[BEGIN Extracted material]

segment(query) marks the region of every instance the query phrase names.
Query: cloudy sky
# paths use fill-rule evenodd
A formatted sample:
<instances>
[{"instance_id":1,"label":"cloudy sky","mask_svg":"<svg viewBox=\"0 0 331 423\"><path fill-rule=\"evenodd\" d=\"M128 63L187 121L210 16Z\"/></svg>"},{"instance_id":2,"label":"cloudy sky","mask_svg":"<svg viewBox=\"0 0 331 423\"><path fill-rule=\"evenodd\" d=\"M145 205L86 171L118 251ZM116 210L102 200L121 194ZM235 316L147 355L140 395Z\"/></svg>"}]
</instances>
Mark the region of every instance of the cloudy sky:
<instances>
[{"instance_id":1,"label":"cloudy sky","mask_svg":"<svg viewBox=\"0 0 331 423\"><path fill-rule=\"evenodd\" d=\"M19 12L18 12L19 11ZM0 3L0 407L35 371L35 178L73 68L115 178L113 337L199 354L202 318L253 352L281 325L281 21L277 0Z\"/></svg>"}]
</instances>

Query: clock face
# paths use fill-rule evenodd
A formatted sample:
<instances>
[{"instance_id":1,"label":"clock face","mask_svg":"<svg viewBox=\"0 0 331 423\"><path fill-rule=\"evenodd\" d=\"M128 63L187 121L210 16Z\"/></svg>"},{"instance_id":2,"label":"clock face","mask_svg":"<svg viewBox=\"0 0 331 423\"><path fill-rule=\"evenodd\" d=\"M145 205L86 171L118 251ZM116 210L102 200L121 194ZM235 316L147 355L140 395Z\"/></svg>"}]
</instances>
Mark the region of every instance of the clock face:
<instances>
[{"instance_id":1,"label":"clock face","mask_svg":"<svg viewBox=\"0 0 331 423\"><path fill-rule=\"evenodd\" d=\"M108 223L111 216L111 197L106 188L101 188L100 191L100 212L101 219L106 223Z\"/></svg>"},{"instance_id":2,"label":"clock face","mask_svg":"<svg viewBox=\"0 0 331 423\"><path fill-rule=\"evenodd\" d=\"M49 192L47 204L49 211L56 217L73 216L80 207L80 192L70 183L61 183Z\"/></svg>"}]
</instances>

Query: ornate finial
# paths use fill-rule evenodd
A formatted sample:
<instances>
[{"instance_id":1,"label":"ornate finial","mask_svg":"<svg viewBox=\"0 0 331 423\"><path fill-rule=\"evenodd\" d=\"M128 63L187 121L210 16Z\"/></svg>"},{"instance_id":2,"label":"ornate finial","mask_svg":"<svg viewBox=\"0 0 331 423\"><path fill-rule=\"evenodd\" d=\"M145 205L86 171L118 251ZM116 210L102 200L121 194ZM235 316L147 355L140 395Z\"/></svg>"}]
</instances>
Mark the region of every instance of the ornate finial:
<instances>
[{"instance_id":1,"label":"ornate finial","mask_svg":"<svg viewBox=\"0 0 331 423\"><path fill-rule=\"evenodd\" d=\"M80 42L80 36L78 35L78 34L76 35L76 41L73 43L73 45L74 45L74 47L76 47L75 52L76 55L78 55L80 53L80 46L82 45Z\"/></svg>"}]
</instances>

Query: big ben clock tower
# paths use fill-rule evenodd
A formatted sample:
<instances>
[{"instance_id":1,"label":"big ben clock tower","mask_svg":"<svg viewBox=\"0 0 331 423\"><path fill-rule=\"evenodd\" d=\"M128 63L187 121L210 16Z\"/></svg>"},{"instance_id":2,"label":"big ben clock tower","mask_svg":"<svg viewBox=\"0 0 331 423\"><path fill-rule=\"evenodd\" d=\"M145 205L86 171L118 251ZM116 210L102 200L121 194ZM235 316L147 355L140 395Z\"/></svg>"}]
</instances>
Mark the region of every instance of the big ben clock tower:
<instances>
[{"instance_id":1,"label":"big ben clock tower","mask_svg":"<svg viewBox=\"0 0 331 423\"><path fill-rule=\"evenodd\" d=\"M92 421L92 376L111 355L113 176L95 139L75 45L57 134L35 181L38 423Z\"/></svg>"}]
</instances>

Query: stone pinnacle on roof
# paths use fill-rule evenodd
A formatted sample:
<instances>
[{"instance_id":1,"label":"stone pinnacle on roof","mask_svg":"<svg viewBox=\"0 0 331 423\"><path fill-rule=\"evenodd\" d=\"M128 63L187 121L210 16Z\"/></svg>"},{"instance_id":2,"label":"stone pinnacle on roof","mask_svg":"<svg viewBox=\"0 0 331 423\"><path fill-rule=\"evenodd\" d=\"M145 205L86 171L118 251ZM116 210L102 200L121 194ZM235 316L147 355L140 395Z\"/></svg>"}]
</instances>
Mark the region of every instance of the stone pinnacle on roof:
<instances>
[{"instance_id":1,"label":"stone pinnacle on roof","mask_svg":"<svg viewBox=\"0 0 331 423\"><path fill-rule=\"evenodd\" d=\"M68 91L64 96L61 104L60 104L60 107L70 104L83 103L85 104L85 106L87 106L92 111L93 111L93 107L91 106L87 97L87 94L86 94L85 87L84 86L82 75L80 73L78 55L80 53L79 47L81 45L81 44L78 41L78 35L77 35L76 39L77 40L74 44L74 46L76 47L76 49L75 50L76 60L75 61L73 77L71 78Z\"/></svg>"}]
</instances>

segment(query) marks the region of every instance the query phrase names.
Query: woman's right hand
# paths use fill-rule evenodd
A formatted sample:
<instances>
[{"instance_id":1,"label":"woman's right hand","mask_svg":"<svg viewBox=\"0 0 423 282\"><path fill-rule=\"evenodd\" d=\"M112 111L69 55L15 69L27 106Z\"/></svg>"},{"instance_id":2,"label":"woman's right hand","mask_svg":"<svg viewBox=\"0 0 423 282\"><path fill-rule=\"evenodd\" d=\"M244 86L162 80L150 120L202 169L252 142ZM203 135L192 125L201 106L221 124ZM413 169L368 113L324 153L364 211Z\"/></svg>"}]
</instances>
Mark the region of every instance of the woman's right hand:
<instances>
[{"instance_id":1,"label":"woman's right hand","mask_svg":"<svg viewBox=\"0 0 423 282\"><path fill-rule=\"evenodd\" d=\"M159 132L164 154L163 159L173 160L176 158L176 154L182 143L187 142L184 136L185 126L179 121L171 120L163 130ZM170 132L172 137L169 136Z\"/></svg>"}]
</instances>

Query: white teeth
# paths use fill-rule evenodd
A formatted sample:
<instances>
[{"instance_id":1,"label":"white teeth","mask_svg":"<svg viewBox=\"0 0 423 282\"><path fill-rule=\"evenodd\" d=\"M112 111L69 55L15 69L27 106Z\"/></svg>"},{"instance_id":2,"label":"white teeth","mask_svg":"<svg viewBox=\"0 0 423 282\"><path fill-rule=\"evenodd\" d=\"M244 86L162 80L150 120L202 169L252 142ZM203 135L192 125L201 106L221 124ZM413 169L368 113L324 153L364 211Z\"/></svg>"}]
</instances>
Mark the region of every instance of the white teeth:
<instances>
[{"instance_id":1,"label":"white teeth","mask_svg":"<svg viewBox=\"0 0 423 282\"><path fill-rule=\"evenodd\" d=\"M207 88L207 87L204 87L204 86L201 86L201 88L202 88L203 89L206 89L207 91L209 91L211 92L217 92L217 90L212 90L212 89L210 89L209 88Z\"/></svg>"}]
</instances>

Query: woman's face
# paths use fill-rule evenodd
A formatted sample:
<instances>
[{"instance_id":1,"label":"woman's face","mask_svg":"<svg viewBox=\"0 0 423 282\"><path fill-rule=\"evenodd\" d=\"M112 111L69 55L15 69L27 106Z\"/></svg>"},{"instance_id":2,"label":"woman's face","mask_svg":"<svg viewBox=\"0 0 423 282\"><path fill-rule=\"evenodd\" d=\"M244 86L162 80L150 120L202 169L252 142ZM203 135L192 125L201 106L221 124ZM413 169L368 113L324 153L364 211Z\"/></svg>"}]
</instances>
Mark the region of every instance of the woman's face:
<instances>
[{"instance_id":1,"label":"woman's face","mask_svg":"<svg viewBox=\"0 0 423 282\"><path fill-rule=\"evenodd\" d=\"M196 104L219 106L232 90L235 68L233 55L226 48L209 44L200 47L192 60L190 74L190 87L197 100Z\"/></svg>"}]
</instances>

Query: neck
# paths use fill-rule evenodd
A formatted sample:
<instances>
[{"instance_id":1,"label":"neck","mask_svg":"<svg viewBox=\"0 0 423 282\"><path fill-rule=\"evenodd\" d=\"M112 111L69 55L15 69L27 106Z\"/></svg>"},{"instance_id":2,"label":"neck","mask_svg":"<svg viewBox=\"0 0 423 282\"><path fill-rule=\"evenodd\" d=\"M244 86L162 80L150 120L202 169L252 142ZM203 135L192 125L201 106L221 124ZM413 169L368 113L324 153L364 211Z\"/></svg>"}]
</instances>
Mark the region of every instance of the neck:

[END Extracted material]

Gather every line of the data above that contains the string "neck". Case counts.

Query: neck
[{"instance_id":1,"label":"neck","mask_svg":"<svg viewBox=\"0 0 423 282\"><path fill-rule=\"evenodd\" d=\"M112 111L69 55L15 69L27 106Z\"/></svg>"},{"instance_id":2,"label":"neck","mask_svg":"<svg viewBox=\"0 0 423 282\"><path fill-rule=\"evenodd\" d=\"M244 86L162 80L150 120L202 169L252 142ZM203 135L192 125L201 106L221 124ZM413 169L368 113L324 153L364 211Z\"/></svg>"}]
Mark the region of every instance of the neck:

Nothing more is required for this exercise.